- [Aim of the task]
Each line below that contains "floor" counts once; report the total and nothing more.

- [Task data]
-.-.-

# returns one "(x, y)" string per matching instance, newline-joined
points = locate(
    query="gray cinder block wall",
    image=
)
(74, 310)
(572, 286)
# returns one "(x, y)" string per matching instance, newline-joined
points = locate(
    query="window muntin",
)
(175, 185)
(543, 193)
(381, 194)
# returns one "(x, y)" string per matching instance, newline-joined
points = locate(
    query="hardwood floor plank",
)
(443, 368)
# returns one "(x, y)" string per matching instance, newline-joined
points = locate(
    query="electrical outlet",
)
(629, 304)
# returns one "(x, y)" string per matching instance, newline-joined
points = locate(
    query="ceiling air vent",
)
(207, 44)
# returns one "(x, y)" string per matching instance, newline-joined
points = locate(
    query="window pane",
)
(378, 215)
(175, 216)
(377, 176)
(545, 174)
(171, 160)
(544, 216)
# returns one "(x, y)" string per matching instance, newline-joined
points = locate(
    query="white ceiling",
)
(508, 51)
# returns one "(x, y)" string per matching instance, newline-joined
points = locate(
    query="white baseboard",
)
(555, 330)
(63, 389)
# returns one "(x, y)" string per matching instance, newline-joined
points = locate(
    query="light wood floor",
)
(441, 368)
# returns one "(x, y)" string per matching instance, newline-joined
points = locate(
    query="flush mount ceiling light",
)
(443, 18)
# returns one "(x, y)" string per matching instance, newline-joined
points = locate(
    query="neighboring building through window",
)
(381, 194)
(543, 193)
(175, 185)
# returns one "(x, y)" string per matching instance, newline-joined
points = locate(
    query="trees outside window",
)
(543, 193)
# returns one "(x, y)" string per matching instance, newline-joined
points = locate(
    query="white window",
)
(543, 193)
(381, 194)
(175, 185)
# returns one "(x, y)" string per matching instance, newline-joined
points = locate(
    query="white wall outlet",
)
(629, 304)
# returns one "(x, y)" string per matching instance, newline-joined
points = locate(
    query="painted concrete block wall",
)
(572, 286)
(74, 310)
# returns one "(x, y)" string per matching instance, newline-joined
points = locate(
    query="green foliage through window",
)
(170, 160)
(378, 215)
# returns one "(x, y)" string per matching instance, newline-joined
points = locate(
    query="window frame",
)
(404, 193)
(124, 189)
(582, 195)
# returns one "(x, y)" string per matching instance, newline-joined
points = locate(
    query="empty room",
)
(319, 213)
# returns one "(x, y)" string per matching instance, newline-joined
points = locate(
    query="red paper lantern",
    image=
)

-.-.-

- [Answer below]
2